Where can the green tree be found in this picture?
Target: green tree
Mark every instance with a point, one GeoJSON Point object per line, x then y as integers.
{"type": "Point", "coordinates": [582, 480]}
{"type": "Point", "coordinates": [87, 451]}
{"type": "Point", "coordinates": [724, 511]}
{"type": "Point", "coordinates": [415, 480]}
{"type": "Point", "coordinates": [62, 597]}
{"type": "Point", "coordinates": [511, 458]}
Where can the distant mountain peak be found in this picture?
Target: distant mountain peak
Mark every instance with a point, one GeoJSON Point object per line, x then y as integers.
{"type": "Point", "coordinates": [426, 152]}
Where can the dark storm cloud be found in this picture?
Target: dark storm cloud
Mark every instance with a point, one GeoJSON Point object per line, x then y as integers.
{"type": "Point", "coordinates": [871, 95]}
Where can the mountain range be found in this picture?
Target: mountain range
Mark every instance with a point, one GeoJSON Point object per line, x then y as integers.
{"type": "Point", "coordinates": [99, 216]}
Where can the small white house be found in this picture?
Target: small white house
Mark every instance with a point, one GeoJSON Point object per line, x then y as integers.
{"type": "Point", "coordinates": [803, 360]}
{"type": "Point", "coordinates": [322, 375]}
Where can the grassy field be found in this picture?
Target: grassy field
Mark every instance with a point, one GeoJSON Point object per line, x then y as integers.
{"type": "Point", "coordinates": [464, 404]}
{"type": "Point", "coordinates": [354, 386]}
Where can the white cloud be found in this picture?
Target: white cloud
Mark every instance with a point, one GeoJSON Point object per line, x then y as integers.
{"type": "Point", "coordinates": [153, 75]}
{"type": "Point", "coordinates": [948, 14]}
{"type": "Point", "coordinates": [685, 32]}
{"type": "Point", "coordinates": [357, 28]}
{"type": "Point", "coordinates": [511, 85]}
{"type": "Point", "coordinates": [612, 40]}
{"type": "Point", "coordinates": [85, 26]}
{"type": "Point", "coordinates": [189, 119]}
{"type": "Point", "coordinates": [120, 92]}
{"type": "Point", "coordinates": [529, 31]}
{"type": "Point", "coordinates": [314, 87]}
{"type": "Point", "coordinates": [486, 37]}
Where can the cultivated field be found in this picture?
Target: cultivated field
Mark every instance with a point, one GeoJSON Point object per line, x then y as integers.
════════════════
Action item:
Every line in the listing that holds the string "this" should be copied out.

Response area:
Where can the green tree be found in this picture?
Where can the distant mountain peak be found in this picture?
Where can the dark storm cloud be found in this picture?
Where can the mountain range be found in this picture?
Where can the small white house be found in this picture?
Where can the grassy field be found in this picture?
Where can the white cloud be found in this picture?
Where can the cultivated field be found in this picture?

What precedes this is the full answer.